## AIM OF THE TASK
Reproduce each line of the listing exactly.
━━━━━ RECORDS FOR THE TASK
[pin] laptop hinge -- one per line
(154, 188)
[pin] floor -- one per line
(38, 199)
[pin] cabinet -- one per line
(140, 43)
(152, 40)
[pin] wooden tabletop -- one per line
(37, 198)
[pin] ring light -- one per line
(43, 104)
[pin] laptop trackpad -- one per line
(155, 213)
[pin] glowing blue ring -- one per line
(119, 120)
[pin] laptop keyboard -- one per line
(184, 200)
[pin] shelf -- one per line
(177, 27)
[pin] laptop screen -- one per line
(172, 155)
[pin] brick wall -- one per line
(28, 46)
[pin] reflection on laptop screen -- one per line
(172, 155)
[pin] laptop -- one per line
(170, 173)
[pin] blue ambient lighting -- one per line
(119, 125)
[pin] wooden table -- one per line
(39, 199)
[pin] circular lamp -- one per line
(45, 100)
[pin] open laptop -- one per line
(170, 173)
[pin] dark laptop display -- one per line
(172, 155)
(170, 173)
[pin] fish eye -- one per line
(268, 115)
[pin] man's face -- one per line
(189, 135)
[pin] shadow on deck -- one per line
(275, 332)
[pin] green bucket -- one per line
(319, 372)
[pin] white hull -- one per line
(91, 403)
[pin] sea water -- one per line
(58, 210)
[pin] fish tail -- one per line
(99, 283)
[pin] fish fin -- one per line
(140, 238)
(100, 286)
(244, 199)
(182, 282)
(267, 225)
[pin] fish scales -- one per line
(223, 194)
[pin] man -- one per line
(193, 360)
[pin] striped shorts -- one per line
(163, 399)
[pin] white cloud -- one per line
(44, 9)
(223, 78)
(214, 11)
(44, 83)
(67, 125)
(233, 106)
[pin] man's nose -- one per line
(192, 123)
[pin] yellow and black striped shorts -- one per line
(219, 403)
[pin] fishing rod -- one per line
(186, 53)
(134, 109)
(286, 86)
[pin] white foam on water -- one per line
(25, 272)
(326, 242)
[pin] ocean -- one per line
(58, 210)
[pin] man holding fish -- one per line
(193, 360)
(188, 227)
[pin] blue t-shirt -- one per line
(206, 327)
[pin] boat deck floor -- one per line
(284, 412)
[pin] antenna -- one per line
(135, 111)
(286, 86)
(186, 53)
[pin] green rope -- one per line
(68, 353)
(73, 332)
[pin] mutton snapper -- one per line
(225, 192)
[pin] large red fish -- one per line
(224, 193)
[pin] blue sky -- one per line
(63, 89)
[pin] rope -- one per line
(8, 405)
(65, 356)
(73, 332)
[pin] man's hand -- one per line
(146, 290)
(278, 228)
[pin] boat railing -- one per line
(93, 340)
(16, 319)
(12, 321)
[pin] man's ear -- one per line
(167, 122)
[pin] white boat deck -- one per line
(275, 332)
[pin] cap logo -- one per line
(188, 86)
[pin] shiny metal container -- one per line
━━━━━━━━━━
## SOLUTION TO THE PROBLEM
[pin] laptop hinge -- one per line
(154, 188)
[pin] floor -- one per line
(38, 199)
[pin] cabinet -- one per line
(140, 43)
(152, 40)
[pin] wooden tabletop -- one per line
(37, 198)
[pin] ring light -- one per line
(43, 104)
[pin] laptop trackpad -- one per line
(155, 213)
[pin] glowing blue ring -- one per line
(119, 120)
[pin] laptop keyboard -- one per line
(184, 200)
[pin] shelf -- one per line
(177, 27)
[pin] laptop screen -- one per line
(172, 155)
[pin] brick wall -- one per line
(28, 46)
[pin] reflection on laptop screen -- one per line
(172, 155)
[pin] laptop -- one per line
(170, 173)
[pin] blue ambient lighting -- one per line
(119, 125)
[pin] wooden table -- one per line
(39, 199)
[pin] circular lamp -- one per line
(45, 100)
[pin] open laptop -- one per line
(170, 173)
[pin] dark laptop display -- one per line
(172, 155)
(170, 173)
[pin] fish eye -- one per line
(268, 115)
[pin] man's face -- one per line
(189, 135)
[pin] shadow on deck -- one per line
(275, 332)
[pin] green bucket -- one per line
(319, 372)
[pin] white hull -- one per line
(91, 403)
[pin] sea water -- one per line
(58, 210)
[pin] fish tail -- one per line
(99, 283)
[pin] fish fin -- one per line
(140, 238)
(100, 286)
(244, 199)
(182, 282)
(267, 225)
[pin] fish scales -- one per line
(223, 194)
[pin] man -- one per line
(193, 360)
[pin] striped shorts -- one per line
(163, 399)
[pin] white cloud -- one per line
(44, 9)
(223, 78)
(214, 11)
(44, 83)
(67, 125)
(233, 106)
[pin] man's nose -- one per line
(192, 123)
[pin] yellow and black striped shorts -- one per line
(219, 403)
[pin] fishing rod -- one per line
(186, 53)
(134, 109)
(286, 86)
[pin] white foam on water -- one per line
(25, 272)
(326, 242)
[pin] ocean -- one per line
(58, 210)
[pin] man holding fish -- one per line
(193, 360)
(188, 227)
[pin] blue t-shirt -- one per line
(206, 327)
[pin] boat deck floor -- one per line
(284, 412)
[pin] antenna -- one per line
(135, 111)
(286, 86)
(186, 53)
[pin] green rope -- one per line
(68, 353)
(73, 332)
[pin] mutton snapper -- one per line
(225, 192)
[pin] large red fish -- one per line
(224, 193)
[pin] blue sky -- one per line
(63, 89)
[pin] rope -- one per line
(8, 405)
(65, 356)
(73, 332)
[pin] man's hand -- one per line
(146, 290)
(278, 228)
[pin] boat railing -- one per line
(93, 340)
(16, 319)
(12, 321)
[pin] man's ear -- one per line
(167, 122)
[pin] white boat deck -- one per line
(275, 332)
[pin] cap logo -- one per line
(188, 86)
[pin] shiny metal container -- one per line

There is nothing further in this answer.